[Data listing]
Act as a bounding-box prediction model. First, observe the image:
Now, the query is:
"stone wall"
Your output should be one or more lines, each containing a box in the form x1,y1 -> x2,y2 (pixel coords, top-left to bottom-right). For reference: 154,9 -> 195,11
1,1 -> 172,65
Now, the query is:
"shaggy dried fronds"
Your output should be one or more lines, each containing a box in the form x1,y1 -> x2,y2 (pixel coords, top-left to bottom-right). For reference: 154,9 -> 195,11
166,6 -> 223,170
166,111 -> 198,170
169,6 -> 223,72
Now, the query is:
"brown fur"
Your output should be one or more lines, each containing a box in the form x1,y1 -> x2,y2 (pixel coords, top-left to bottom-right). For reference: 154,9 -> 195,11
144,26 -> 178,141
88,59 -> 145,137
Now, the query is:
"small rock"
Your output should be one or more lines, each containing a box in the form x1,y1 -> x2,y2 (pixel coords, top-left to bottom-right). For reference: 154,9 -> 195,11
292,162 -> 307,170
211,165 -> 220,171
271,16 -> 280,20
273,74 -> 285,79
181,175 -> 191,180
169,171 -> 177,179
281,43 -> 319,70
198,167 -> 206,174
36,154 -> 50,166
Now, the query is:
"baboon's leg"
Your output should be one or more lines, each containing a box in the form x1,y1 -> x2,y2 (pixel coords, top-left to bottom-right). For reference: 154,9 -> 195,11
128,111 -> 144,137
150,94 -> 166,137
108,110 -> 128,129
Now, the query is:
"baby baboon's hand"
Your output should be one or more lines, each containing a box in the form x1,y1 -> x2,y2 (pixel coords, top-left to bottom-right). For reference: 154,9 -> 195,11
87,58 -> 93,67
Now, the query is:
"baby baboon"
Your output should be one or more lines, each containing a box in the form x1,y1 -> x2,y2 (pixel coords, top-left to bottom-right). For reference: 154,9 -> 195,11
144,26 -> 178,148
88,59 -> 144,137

Exercise goal:
Rewrite the part of the records that opens with the first line and closes with the line containing "1,1 -> 172,65", both ends included. Keep every other line as it stands, but multiply each box coordinate in the answers by 1.6 and round it to a whole number, with halves rounded up.

Finished exercise:
Act as a bounding-box prediction model. First, observe the image:
Now, the query is:
"stone wall"
Your output should be one or more lines, each containing a box in the form x1,y1 -> x2,y2 (pixel coords, top-left to bottom-right). For reference: 154,9 -> 195,11
2,2 -> 275,104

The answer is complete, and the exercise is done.